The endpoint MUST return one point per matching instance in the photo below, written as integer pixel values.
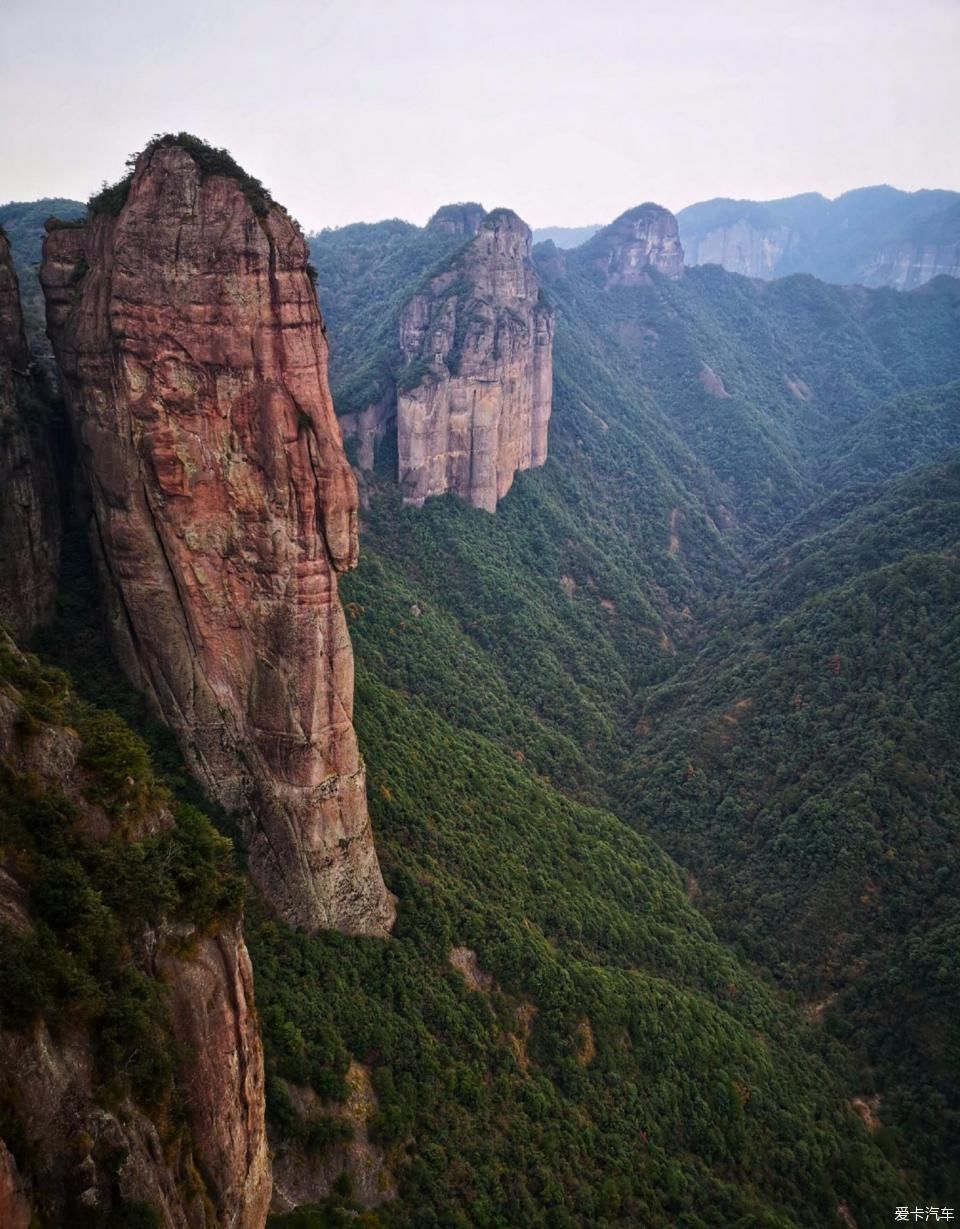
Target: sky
(567, 112)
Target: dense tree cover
(700, 1099)
(835, 240)
(804, 766)
(625, 562)
(760, 380)
(89, 902)
(685, 548)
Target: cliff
(130, 1064)
(642, 240)
(30, 518)
(872, 236)
(193, 364)
(473, 395)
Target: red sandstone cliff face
(30, 519)
(100, 1150)
(193, 363)
(641, 240)
(475, 398)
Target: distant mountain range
(872, 236)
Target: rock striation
(870, 236)
(475, 392)
(73, 1144)
(193, 364)
(642, 240)
(30, 510)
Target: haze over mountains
(872, 236)
(577, 851)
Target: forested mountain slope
(661, 765)
(714, 513)
(874, 236)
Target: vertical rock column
(30, 510)
(193, 364)
(481, 342)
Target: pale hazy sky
(567, 112)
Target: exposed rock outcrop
(71, 1143)
(870, 236)
(30, 510)
(475, 395)
(462, 219)
(642, 240)
(193, 364)
(741, 247)
(301, 1177)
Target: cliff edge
(193, 364)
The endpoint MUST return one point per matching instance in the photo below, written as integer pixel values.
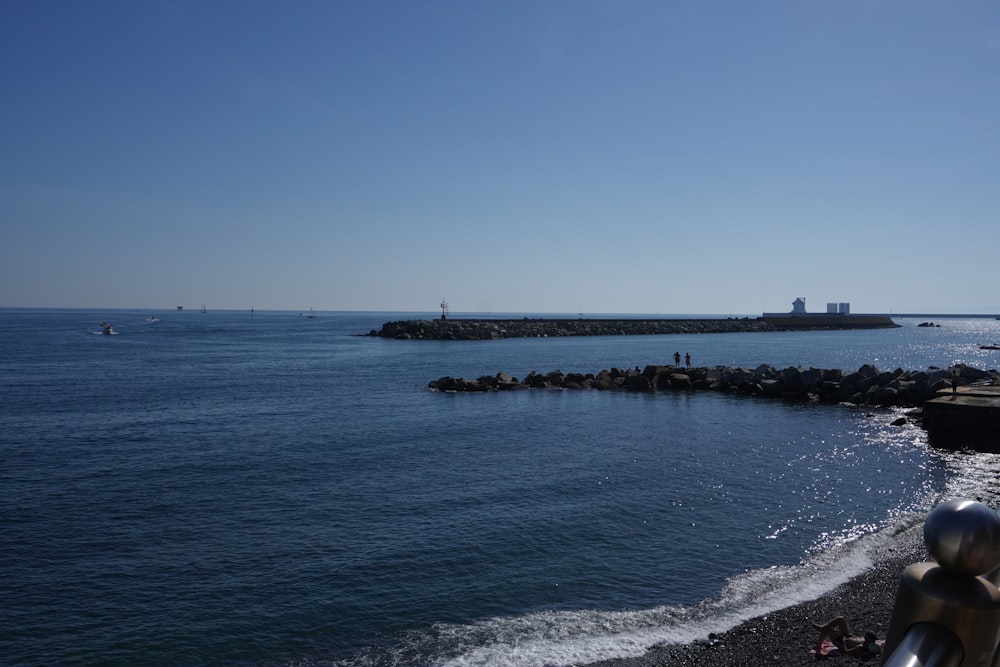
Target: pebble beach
(785, 637)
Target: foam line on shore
(578, 637)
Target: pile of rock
(545, 328)
(866, 386)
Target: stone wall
(866, 386)
(541, 327)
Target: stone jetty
(866, 386)
(486, 329)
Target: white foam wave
(549, 639)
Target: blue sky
(510, 156)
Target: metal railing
(947, 613)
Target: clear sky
(619, 156)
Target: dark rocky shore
(480, 329)
(866, 386)
(784, 637)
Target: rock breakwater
(480, 329)
(866, 386)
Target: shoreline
(784, 637)
(487, 329)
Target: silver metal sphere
(963, 536)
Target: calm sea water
(214, 489)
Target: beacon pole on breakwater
(947, 614)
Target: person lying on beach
(835, 638)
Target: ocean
(226, 489)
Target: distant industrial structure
(837, 315)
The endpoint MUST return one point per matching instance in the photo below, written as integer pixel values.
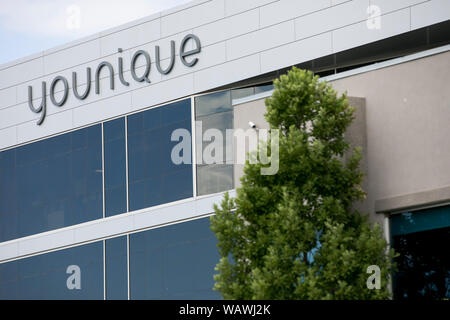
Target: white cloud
(75, 18)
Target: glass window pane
(214, 178)
(51, 184)
(263, 88)
(115, 167)
(242, 93)
(174, 262)
(423, 267)
(116, 268)
(214, 173)
(75, 273)
(153, 177)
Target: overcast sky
(30, 26)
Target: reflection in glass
(115, 167)
(46, 276)
(153, 177)
(421, 238)
(116, 268)
(214, 111)
(51, 184)
(174, 262)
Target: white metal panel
(237, 6)
(72, 56)
(358, 34)
(296, 52)
(192, 17)
(229, 27)
(226, 73)
(8, 97)
(131, 37)
(21, 72)
(54, 124)
(288, 9)
(331, 18)
(260, 40)
(387, 6)
(8, 137)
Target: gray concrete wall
(407, 118)
(402, 124)
(356, 133)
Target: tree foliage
(295, 234)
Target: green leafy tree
(296, 234)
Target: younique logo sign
(141, 77)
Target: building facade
(99, 201)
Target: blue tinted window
(46, 276)
(116, 268)
(115, 167)
(423, 267)
(153, 177)
(174, 262)
(51, 184)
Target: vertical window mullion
(103, 171)
(193, 149)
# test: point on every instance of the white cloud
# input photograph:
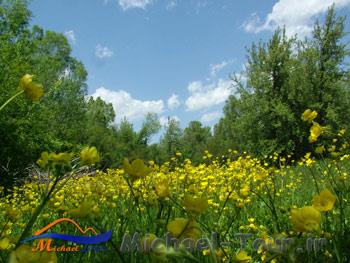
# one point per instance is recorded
(171, 4)
(207, 95)
(215, 68)
(173, 102)
(70, 36)
(210, 116)
(127, 106)
(164, 120)
(297, 16)
(128, 4)
(103, 52)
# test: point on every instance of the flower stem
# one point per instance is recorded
(11, 99)
(37, 213)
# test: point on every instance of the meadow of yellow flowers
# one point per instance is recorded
(288, 210)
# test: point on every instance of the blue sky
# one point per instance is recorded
(171, 57)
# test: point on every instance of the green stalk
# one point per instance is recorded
(37, 213)
(11, 99)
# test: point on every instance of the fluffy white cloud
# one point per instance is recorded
(210, 116)
(297, 16)
(164, 120)
(128, 4)
(203, 96)
(215, 68)
(70, 36)
(171, 4)
(126, 106)
(173, 102)
(103, 52)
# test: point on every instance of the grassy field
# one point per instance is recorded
(294, 211)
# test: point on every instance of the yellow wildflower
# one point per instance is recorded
(320, 149)
(242, 256)
(85, 209)
(324, 201)
(315, 132)
(195, 205)
(136, 169)
(34, 91)
(162, 189)
(89, 156)
(184, 228)
(44, 160)
(309, 115)
(4, 243)
(306, 219)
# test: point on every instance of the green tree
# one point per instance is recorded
(285, 77)
(195, 141)
(171, 143)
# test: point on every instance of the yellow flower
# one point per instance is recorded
(54, 158)
(136, 169)
(244, 191)
(4, 243)
(24, 254)
(146, 242)
(195, 205)
(184, 228)
(309, 115)
(324, 201)
(162, 189)
(320, 149)
(34, 91)
(60, 158)
(242, 256)
(89, 156)
(44, 160)
(306, 219)
(85, 209)
(315, 132)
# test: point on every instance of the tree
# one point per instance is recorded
####
### TASK DIRECTIONS
Reproduce all of the rows above, switching each "endpoint" to "service" and leaving everything else the same. Omit the pictures from your answer.

### COMPLETE OUTPUT
The service MUST return one point per matching instance in the photo below, written as integer pixel values.
Target: sky
(567, 112)
Target: dense tree cover
(700, 1099)
(835, 240)
(804, 766)
(625, 562)
(760, 380)
(89, 902)
(685, 548)
Target: cliff
(130, 1064)
(642, 240)
(30, 518)
(872, 236)
(193, 364)
(473, 395)
Target: red sandstone cliff face
(30, 519)
(100, 1150)
(193, 363)
(641, 240)
(475, 398)
Target: distant mountain range
(872, 236)
Target: rock striation
(870, 236)
(475, 392)
(73, 1144)
(193, 364)
(642, 240)
(30, 510)
Target: haze over mountains
(872, 236)
(577, 851)
Target: forested mountain slope
(661, 765)
(714, 513)
(874, 236)
Target: vertical rock column
(30, 510)
(193, 364)
(481, 342)
Target: pale hazy sky
(567, 112)
Target: exposed rock outcrop
(71, 1143)
(870, 236)
(30, 510)
(475, 395)
(462, 219)
(642, 240)
(193, 364)
(741, 247)
(301, 1177)
Target: cliff edge
(193, 364)
The service MUST return one point per matching instance in the photo below, written as integer pixel values.
Target: pebble beach
(785, 637)
Target: foam line on shore
(578, 637)
Target: pile of rock
(545, 328)
(866, 386)
Target: stone wall
(866, 386)
(541, 327)
Target: stone jetty
(866, 386)
(486, 329)
Target: white foam wave
(549, 639)
Target: blue sky
(510, 156)
Target: metal railing
(947, 613)
Target: clear sky
(619, 156)
Target: dark rocky shore
(480, 329)
(866, 386)
(784, 637)
Target: rock breakwater
(480, 329)
(866, 386)
Target: shoreline
(784, 637)
(487, 329)
Target: silver metal sphere
(963, 536)
Target: calm sea water
(214, 489)
Target: beacon pole on breakwater
(947, 614)
Target: person lying on beach
(835, 638)
Target: ocean
(226, 489)
Target: distant industrial structure
(837, 315)
The service MUST return one point per matching instance in the photo below, written as integer pixel values.
Target: white cloud
(75, 18)
Target: glass window pane
(214, 178)
(51, 184)
(263, 88)
(115, 167)
(242, 93)
(174, 262)
(423, 267)
(116, 268)
(214, 173)
(75, 273)
(153, 177)
Target: overcast sky
(30, 26)
Target: reflection in glass
(115, 167)
(46, 276)
(153, 177)
(421, 238)
(116, 268)
(214, 111)
(51, 184)
(174, 262)
Target: white metal panel
(237, 6)
(72, 56)
(358, 34)
(296, 52)
(192, 17)
(229, 27)
(226, 73)
(8, 97)
(131, 37)
(21, 72)
(54, 124)
(288, 9)
(331, 18)
(260, 40)
(387, 6)
(8, 137)
Target: gray concrete wall
(407, 118)
(402, 124)
(356, 133)
Target: tree foliage
(295, 234)
Target: green leafy tree
(296, 234)
Target: younique logo sign
(141, 77)
Target: building facade
(99, 201)
Target: blue tinted window
(46, 276)
(116, 268)
(115, 167)
(423, 267)
(153, 177)
(174, 262)
(51, 184)
Target: vertical window mullion
(103, 171)
(193, 149)
# test: point on every instance of the white cloud
# input photograph:
# one point per instance is recorded
(171, 4)
(207, 95)
(215, 68)
(173, 102)
(70, 36)
(210, 116)
(127, 106)
(164, 120)
(297, 16)
(128, 4)
(103, 52)
# test: point on every instance of the flower stem
# one point per instance is recorded
(11, 99)
(37, 213)
# test: point on every instance of the meadow of yellow flowers
# one point per instance is recorded
(288, 210)
# test: point on every instance of the blue sky
# one point per instance is recorded
(171, 57)
# test: point on every instance of the green stalk
# one point per instance is recorded
(37, 213)
(11, 99)
# test: point on every instance of the fluffy white cloud
# one point per instance is recorded
(210, 116)
(297, 16)
(164, 120)
(128, 4)
(203, 96)
(215, 68)
(70, 36)
(171, 4)
(126, 106)
(173, 102)
(103, 52)
# test: point on every instance of the grassy field
# one point per instance is recorded
(294, 211)
# test: point on every instance of the yellow wildflower
# one point per instance is recorded
(320, 149)
(242, 256)
(85, 209)
(324, 201)
(315, 132)
(195, 205)
(136, 169)
(34, 91)
(162, 189)
(89, 156)
(184, 228)
(44, 160)
(309, 115)
(4, 243)
(306, 219)
# test: point on every instance of the green tree
# one point per instance is recorded
(285, 77)
(195, 141)
(171, 143)
# test: point on every instance of the yellow flower
# one point per instance is recorded
(54, 158)
(136, 169)
(244, 191)
(4, 243)
(24, 254)
(146, 242)
(195, 205)
(184, 228)
(309, 115)
(324, 201)
(162, 189)
(320, 149)
(34, 91)
(60, 158)
(242, 256)
(89, 156)
(44, 160)
(306, 219)
(85, 209)
(315, 132)
# test: point on every instance of the tree
# one point per instance is recorded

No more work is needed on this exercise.